Document section:

We convert the edge list into a NetworkX `DiGraph`, a directed graph (i.e., each edge may only be traversed in the specified direction). 

(In practice, almost all transit networks are undirected; that is, if you can take transit from stop X to stop Y, you can probably also travel from stop Y to stop X. But, formally speaking, this is often not the case, especially for bus transit systems where the stop_id of a northbound stop may differ from that of the southbound stop across the street. By sticking to a directed graph, we handle this possible situation robustly.)

NetworkX includes a great `shortest_path()` function that returns the shortest path between a pair of nodes, or, if origin and destination nodes are left unspecified, returns the shortest path between *all* pairs of nodes in a graph. 

In [14]:
G = nx.DiGraph(edge_list)
paths = nx.shortest_path(G)

In [15]:
# That was too easy! Did it really work? We inspect a relatively complicated path
# (one that would require at least two transfers in the real world). It works!
paths['OAKL']['ANTC']

['OAKL',
 'COLS',
 'FTVL',
 'LAKE',
 '12TH',
 '19TH',
 'MCAR',
 'ROCK',
 'ORIN',
 'LAFY',
 'WCRK',
 'PHIL',
 'CONC',
 'NCON',
 'PITT',
 'PCTR',
 'ANTC']

## Convert paths into a table of OD pair/edge correspondences

Our task now is similar to before, when we needed to convert lists of nodes corresponding to key trips into a set of from_stop/to_stop pairs. Now we take each o_stop/d_stop pair and associate it with each edge that its shortest path traverses. The result is a DataFrame onto which we can join OD volume data in order to sum up total passenger load on each edge.

In [16]:
rows = []

for o_stop, v in paths.items():
    for d_stop, path in v.items():
        if len(path) > 1: # Skip same-stop OD pairs
            from_stops = pd.Series(path)
            to_stops = from_stops.shift(-1)
            trip_rows = pd.concat([from_stops, to_stops], axis=1).dropna()

What to work on:
A - In the transit network walkthrough, what type of NetworkX graph is the edge list converted into?
B - Please quote the transit network walkthrough between "Our task now" and "pd.concat([from_stops, to_stops], axis=1).dropna()", inclusive.
C - Write the next part of the transit network walkthrough, picking up after its final line.

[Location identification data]
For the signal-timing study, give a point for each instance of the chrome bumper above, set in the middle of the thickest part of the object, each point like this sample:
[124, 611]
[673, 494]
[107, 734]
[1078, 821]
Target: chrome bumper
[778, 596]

The responses:
A - A `DiGraph`, which is a directed graph.

B -
Our task now is similar to before, when we needed to convert lists of nodes corresponding to key trips into a set of from_stop/to_stop pairs. Now we take each o_stop/d_stop pair and associate it with each edge that its shortest path traverses. The result is a DataFrame onto which we can join OD volume data in order to sum up total passenger load on each edge.

In [16]:
rows = []

for o_stop, v in paths.items():
    for d_stop, path in v.items():
        if len(path) > 1: # Skip same-stop OD pairs
            from_stops = pd.Series(path)
            to_stops = from_stops.shift(-1)
            trip_rows = pd.concat([from_stops, to_stops], axis=1).dropna()

C -
            trip_rows['o_stop'] = o_stop
            trip_rows['d_stop'] = d_stop
            rows.append(trip_rows)
        
df = pd.concat(rows)
df.columns = ['from_stop', 'to_stop', 'o_stop', 'd_stop']
# Create an edge_id column that we can use for convenient groupby and join operations
df['edge_id'] = df['from_stop'].astype(str) + '_' + df['to_stop'].astype(str)
df = df[['o_stop', 'd_stop', 'from_stop', 'to_stop', 'edge_id']] # Reorder columns
df

Unnamed: 0,o_stop,d_stop,from_stop,to_stop,edge_id
0,DALY,BALB,DALY,BALB,DALY_BALB
0,DALY,COLM,DALY,COLM,DALY_COLM
0,DALY,GLEN,DALY,BALB,DALY_BALB
1,DALY,GLEN,BALB,GLEN,BALB_GLEN
0,DALY,SSAN,DALY,COLM,DALY_COLM
...,...,...,...,...,...
12,OAKL,MLBR,BALB,DALY,BALB_DALY
13,OAKL,MLBR,DALY,COLM,DALY_COLM
14,OAKL,MLBR,COLM,SSAN,COLM_SSAN
15,OAKL,MLBR,SSAN,SBRN,SSAN_SBRN


In [17]:
# Let's just confirm that this worked correctly (it did)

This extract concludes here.